Dat het muziekgenre niet uitmaakt voor cognitieve prestaties (beter presteren op testen, langer informatie onthouden,…) , toonden sommige studies dan ook duidelijk aan: zij gingen na of er een Mozart-effect was door klassieke muziek te vergelijken met andere soorten muziek. Zij toonden aan dat de nieuwigheid van muziek op zich voldoende was voor een piek in cognitieve prestatie (een lichte verhoging op de testscore), maar dat de piek niet lang aanhield (10-15 minuten). Algauw verviel het cognitieve voordeel tot een normaal handelen.
Kinderen staan open voor alle soorten muziek. Ze behandelen verschillende muzieksoorten als gelijkaardig.
Daarnaast maakt het muziekgenre al helemaal niet uit voor kinderen. Want kinderen, dat zijn kleine cognitieve wondertjes, en dat zeg ik als onderzoeker en niet als trotse tante. Kleine kinderen kunnen namelijk razendsnel de onderliggende melodie uit eender welke muziek halen. Klassieke muziek is moeilijker toegankelijk dan popmuziek, klopt. Maar dat geldt ook voor metal, alternatieve rock, jazz, etc. Toch wordt zelfs dat voor kinderen op den duur gemakkelijk om te verwerken, en al snel horen ze ook daar sneller de onderliggende melodie en het ritme. Kleine kinderen, die kan u dus klassieke muziek doen leuk vinden, maar zelfs, zoals metalhead-ouders goed weten, de zwaarste metal. Kinderen staan open voor alle soorten muziek. Ze behandelen verschillende muzieksoorten als gelijkaardig. Maar natuurlijk houden kinderen nog het meest van muziek waar ze gemakkelijk een ritme en een melodie kunnen uithalen, zoals versimpelde popmuziek (K3 bijvoorbeeld). Dat is namelijk cognitief toegankelijker en daar hoeft ook niet aan ‘gewend’ te worden. Het is een beetje als het laatste puzzelstukje in een grote puzzel duwen: intens bevredigend, maar niet erg uitdagend. Daar is echter helemaal niets mis mee. Niets zo fijn om even hersenloos te shaken op je favoriete jaren-’80-muziek bijvoorbeeld.

● Vereiste handelingen:
1. Hoe lang hield de piek in cognitieve prestatie aan volgens de tekst over muziek en kinderen?
2. Schrijf de tekst over muziek en kinderen verder, aansluitend op de laatste zin.
De lijst is voor deze opdrachten niet nodig.

● Aangeleverde gegevens:
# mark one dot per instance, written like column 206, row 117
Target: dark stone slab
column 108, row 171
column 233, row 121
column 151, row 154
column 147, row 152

● Antwoorden oefening:
1. De piek hield 10 tot 15 minuten aan.

2.
Oren van baby’s zijn te gevoelig voor luide muziek
Een tweede reden om baby’s niet massaal naar klassieke muziek te laten luisteren, is dat oren van baby’s veel gevoeliger zijn dan volwassenen, en sneller schade oplopen. Baby’s jonger dan 6 maanden laat je beter niet luisteren naar muziek op een volume dat voor volwassenen of tieners bedoeld is. Hun gehoor is nog aan het ontwikkelen. Vanaf week 28 in de buik tot 6 maanden na de bevalling, groeien er kleine fijne trilhaartjes in hun gehoorgang. Die trilhaartjes zijn verantwoordelijk voor hoe goed een kind kan horen, en hoe snel het een taal leert. De groei van die trilhaartjes kan verstoord worden door luide geluiden, en erger nog, die trilhaartjes kunnen afsterven. De officiële richtlijnen zijn: geluiden luider dan 60dB (conversatie-niveau) kan het gehoor van een baby beschadigen, en geluiden met een lage frequentie luider dan 80dB (denk aan basgeluiden op een familiefeestje) kan de taalontwikkeling doen achterlopen met twee volledige maanden. Een kind jonger dan 6 maanden laat je dus best in een rustige omgeving opgroeien, met zo min mogelijk geluiden die een normaal spreekvolume overstijgen. Indien u per se muziek wil afspelen voor uw baby, speel het dan zo stil dat u het niet meer hoort als u normaal spreekt.
Mozart-effect wordt niet bevestigd in andere studies
Mijn derde en laatste argument is dat andere studies het Mozart-effect niet bevestigen. Klassieke muziek blijkt dan toch geen toename van cognitieve vaardigheden te veroorzaken. Meerdere onderzoekers voerden meta-analyses uit; dit zijn analyses van de bestaande studies over een specifiek onderwerp. Een van de titels van deze analyses verklapt het besluit al: “Mozart-effect? Schmozart-effect”. Deze analyses toonden allen hetzelfde aan: de meeste herhalingsstudies vonden geen effect, terwijl sommige studies een klein effect vonden. “Nu, dan is er toch wel een effect?”, hoor ik u denken. Helaas.
Ten eerste, dat wil zeggen dat dergelijk effect geheel toevallig kan zijn. Denk aan het opwerpen van een muntstuk: als de helft kop is en de helft munt, kan er dan gezegd worden dat het muntstuk telkens op kop valt? Natuurlijk niet. In dit geval is het gelijkaardig, al is de statistische achtergrond wat moeilijker.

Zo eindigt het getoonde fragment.